**CONSIGNES DE L'EXERCICE:**
a: D'après le texte sur les notes de dégustation, en quelle année George Derbalian a-t-il goûté le 1961 ?
b: Recopiez le passage du texte sur les notes de dégustation qui commence par « 1961 (DÉGUSTÉ PAR » et finit par « millésime vénéré. Monumental. », en remplaçant « Monumental » par « Grandiose ».

**TEXTE FOURNI:**
>>

Notes de DÉGUSTATION
Les notes de dégustation ci-dessous associent les expériences accumulées au cours des trois dernières décennies par le Dr George Derbalian, l’expert en vin des Lettres du Brassus, et votre serviteur.
1953 (DÉGUSTÉ PAR JK ET GD EN 1983).
Un vin exceptionnel. Une couleur pourpre intense. Puissant et troublant, doté d’une structure imposante. Légendaire.
1961 (DÉGUSTÉ PAR GD EN 1991).
Dégusté avec tous les géants du millésime. Au sommet avec Latour. Splendide bouquet, accents de baies sucrées, arômes saturés. Il survivra probablement à tous les autres vins de ce millésime vénéré. Monumental.
1964 (DÉGUSTÉ PAR GD EN 1999).

<<

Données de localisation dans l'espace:

>>

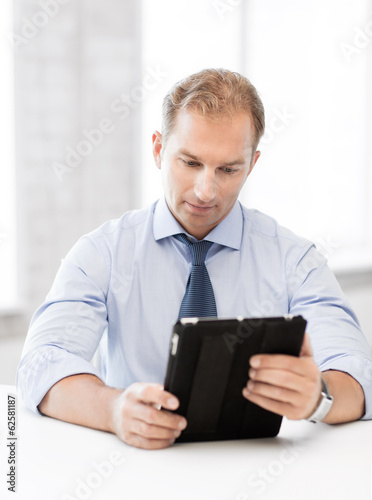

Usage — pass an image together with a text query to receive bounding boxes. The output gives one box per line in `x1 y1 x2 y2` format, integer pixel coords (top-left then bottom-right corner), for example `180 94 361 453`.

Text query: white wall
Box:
0 0 141 336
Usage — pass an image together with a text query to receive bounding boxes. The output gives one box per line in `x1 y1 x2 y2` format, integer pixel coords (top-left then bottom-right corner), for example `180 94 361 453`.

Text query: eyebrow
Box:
180 149 245 167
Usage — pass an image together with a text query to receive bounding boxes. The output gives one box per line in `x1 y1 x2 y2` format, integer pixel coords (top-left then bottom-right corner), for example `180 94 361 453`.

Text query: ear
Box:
247 151 261 177
152 130 163 170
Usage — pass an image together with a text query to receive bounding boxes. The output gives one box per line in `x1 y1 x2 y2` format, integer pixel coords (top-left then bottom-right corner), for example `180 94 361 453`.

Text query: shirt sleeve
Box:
287 246 372 420
17 236 110 412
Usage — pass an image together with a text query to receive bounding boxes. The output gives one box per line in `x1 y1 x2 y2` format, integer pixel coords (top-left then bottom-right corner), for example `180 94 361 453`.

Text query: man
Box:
17 70 372 449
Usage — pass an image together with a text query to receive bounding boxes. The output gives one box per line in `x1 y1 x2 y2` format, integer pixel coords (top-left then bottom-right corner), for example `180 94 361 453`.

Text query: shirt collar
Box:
153 197 243 250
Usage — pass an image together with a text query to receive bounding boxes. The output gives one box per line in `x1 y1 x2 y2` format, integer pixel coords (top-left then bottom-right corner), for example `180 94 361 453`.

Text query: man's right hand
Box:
112 382 187 450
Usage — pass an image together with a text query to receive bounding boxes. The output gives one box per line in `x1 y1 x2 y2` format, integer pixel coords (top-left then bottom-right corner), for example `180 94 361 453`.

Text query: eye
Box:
183 160 199 167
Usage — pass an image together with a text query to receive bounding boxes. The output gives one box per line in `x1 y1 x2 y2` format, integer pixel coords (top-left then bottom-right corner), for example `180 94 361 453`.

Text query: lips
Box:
186 201 215 213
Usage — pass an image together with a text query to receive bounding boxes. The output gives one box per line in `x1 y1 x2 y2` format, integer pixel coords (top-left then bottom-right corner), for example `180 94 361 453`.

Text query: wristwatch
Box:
306 377 333 424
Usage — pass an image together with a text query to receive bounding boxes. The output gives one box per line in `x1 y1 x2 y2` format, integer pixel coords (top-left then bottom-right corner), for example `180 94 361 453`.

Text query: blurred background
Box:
0 0 372 384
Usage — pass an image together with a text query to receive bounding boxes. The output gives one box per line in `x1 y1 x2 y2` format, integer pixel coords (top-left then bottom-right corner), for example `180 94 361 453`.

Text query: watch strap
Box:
306 377 333 424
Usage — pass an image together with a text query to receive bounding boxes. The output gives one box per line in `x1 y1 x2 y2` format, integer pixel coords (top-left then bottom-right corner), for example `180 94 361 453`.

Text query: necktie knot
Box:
174 233 217 318
174 233 213 266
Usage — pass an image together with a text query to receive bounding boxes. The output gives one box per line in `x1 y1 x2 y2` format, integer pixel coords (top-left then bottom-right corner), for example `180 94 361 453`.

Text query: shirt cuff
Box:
16 346 103 414
319 356 372 420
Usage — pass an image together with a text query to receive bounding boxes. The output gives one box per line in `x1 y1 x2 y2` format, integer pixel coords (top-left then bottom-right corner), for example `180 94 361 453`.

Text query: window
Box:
0 0 17 311
142 0 372 271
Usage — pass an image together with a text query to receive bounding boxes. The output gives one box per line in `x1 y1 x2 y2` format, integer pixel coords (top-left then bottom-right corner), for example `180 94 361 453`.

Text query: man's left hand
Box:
243 333 321 420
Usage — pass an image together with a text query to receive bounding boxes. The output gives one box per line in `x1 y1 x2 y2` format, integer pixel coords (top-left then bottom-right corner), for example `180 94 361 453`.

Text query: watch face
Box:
307 377 333 423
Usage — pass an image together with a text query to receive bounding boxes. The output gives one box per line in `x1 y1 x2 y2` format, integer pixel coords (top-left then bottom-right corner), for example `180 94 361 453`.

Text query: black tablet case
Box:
164 315 306 442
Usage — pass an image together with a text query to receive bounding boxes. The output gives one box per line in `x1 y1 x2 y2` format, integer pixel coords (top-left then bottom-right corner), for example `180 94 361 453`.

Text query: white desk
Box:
0 386 372 500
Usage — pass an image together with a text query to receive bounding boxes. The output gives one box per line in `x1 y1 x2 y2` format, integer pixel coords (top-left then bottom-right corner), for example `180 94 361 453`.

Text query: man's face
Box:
153 110 260 240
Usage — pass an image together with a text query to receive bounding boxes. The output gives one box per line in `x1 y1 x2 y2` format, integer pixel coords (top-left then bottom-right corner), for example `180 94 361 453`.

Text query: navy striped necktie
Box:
174 233 217 319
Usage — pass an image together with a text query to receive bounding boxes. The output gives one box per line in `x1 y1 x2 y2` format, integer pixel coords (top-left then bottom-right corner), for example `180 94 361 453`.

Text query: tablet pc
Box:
164 315 306 442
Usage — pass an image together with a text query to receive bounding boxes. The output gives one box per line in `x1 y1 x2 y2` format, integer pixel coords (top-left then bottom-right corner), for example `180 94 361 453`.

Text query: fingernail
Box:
178 420 187 430
250 358 260 368
168 398 178 408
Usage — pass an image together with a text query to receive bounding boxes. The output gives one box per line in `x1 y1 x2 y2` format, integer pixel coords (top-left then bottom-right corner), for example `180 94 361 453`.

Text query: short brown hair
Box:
162 68 265 152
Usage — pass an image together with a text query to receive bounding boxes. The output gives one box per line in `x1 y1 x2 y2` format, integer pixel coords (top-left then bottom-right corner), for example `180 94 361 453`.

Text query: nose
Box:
194 167 217 203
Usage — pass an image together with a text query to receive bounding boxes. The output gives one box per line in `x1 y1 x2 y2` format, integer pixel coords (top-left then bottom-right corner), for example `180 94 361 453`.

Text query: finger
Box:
243 389 303 420
300 333 313 357
132 383 179 410
130 419 181 440
249 368 313 393
124 434 175 450
249 354 315 375
133 403 187 431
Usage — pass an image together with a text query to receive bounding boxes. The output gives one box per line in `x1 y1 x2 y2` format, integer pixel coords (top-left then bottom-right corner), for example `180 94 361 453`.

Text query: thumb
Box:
300 333 313 357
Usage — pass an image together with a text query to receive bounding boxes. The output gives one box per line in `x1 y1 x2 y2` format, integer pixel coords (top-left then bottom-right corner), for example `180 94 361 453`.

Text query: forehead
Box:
167 109 254 157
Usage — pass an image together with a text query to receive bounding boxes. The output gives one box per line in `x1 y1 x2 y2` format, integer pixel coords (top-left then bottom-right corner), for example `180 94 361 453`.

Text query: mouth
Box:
186 201 215 213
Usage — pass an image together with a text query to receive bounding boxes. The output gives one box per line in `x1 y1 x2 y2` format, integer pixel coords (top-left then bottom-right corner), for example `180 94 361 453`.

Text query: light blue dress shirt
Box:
17 199 372 419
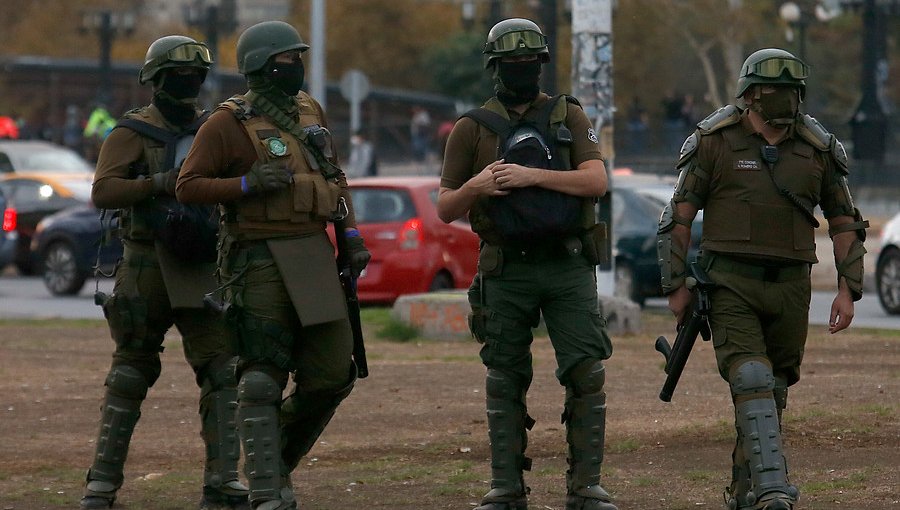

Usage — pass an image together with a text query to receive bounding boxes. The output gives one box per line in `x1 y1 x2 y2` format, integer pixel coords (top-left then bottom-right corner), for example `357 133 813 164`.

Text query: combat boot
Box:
200 359 250 510
562 360 617 510
476 369 534 510
80 365 148 510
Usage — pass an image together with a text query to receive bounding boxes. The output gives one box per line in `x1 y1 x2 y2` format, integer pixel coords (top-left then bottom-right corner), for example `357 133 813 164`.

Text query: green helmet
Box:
237 21 309 75
482 18 550 69
139 35 213 85
734 48 809 99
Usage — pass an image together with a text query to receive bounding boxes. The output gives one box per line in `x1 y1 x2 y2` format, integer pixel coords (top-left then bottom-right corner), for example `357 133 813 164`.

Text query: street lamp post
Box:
81 9 134 103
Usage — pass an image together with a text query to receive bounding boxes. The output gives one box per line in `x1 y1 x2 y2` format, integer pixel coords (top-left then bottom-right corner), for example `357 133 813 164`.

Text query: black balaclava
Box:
494 59 541 106
750 87 800 127
153 70 205 126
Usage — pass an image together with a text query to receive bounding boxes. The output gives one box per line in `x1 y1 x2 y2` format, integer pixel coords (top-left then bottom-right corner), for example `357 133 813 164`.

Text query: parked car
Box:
611 174 703 306
0 140 94 174
875 214 900 315
0 186 19 270
0 172 93 274
329 177 486 303
31 204 122 296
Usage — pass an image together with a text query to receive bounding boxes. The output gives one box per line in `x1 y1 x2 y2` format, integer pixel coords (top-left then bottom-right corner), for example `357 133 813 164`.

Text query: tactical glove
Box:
347 235 372 278
241 161 291 195
150 168 178 196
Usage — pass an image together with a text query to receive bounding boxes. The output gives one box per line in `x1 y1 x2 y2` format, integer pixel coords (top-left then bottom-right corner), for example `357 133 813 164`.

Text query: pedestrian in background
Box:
658 48 868 510
81 35 249 509
438 18 616 510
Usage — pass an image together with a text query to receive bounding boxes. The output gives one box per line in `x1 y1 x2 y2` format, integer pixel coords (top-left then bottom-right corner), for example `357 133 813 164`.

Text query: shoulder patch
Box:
797 115 832 152
697 104 741 135
675 131 700 168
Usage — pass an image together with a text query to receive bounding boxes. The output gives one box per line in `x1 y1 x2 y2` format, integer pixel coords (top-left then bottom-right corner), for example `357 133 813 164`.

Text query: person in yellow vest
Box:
657 48 868 510
176 21 370 510
81 35 248 509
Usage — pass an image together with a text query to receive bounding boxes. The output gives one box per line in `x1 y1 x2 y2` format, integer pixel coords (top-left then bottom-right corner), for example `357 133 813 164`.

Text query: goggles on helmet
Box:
484 30 547 53
156 43 212 64
745 57 809 80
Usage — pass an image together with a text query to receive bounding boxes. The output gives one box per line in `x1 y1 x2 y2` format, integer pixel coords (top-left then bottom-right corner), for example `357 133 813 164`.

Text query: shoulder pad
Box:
697 104 741 135
675 131 700 168
797 114 832 152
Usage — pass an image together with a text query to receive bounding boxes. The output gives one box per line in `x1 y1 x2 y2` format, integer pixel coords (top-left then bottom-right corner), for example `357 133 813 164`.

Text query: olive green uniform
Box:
86 105 246 503
177 92 356 508
441 93 612 509
661 106 864 509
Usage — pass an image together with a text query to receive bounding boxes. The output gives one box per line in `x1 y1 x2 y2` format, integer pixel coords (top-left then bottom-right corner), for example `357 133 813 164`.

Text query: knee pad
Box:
728 359 775 398
485 368 525 401
201 356 237 393
238 370 281 406
106 365 150 400
568 359 606 397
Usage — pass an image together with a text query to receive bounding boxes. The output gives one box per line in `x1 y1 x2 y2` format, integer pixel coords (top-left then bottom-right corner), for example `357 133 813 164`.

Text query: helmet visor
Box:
159 43 212 64
747 57 809 80
484 30 547 53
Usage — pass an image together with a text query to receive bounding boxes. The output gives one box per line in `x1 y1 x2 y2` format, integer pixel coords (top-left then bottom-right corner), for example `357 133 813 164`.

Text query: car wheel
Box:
428 272 453 292
44 241 87 296
613 261 645 306
875 248 900 315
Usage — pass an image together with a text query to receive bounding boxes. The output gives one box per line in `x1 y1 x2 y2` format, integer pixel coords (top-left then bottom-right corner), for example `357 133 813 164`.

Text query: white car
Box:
875 213 900 315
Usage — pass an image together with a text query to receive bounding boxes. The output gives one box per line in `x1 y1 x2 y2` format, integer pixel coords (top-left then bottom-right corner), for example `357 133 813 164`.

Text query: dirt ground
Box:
0 311 900 510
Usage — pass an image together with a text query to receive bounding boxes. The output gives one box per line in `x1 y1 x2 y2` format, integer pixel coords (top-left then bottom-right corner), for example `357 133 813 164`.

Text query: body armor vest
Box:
116 105 209 242
466 96 596 245
219 92 341 239
701 120 828 263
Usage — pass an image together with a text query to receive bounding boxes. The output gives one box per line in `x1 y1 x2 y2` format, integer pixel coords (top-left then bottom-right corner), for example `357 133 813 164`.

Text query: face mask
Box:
497 60 541 104
753 87 800 127
265 60 304 96
162 72 203 100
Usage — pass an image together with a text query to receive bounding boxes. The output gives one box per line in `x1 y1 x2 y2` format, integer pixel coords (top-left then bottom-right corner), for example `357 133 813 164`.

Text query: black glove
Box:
242 161 291 195
347 235 372 278
150 168 178 197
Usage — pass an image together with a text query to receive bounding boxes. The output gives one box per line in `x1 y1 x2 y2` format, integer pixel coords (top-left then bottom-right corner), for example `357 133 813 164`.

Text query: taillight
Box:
3 207 19 232
400 218 425 250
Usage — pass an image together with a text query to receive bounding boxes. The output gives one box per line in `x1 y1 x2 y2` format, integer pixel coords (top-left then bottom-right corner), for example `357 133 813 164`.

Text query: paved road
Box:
0 276 900 330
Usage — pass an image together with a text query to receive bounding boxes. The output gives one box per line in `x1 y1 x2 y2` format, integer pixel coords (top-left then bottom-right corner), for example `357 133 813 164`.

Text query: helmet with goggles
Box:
237 21 309 75
139 35 213 84
482 18 550 69
734 48 809 99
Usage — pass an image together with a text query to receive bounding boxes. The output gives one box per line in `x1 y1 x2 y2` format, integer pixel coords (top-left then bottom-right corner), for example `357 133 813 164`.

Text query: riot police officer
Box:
658 48 868 510
177 21 369 510
81 35 248 508
438 18 616 510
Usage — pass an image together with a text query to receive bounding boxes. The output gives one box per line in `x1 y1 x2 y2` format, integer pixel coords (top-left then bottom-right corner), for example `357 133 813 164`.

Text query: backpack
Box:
463 96 583 244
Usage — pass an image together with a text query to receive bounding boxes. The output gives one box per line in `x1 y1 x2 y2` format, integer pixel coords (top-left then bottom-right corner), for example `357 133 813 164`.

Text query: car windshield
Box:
350 188 416 223
5 147 94 173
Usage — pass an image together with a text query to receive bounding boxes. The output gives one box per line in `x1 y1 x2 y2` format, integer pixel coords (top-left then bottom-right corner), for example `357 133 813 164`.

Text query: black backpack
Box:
463 96 583 244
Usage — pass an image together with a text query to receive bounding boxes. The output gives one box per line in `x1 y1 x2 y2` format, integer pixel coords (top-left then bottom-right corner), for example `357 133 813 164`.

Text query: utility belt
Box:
703 253 811 283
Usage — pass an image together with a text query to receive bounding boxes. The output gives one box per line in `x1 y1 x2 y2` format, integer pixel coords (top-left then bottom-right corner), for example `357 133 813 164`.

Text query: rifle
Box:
332 198 369 379
656 262 715 402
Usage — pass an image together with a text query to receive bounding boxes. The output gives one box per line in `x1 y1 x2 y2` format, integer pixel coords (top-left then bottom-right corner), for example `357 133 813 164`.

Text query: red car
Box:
328 177 478 303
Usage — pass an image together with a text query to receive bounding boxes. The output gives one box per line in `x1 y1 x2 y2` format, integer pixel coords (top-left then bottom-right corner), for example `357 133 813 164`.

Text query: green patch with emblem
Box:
263 136 287 158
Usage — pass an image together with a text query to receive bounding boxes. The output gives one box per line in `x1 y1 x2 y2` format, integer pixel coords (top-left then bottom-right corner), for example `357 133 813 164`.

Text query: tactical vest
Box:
698 110 831 263
218 92 341 239
463 95 596 245
116 105 209 242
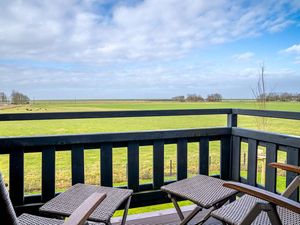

<<

**RÉPONSES DE L'EXERCICE:**
a: En 1991.

b:
1961 (DÉGUSTÉ PAR GD EN 1991).
Dégusté avec tous les géants du millésime. Au sommet avec Latour. Splendide bouquet, accents de baies sucrées, arômes saturés. Il survivra probablement à tous les autres vins de ce millésime vénéré. Grandiose.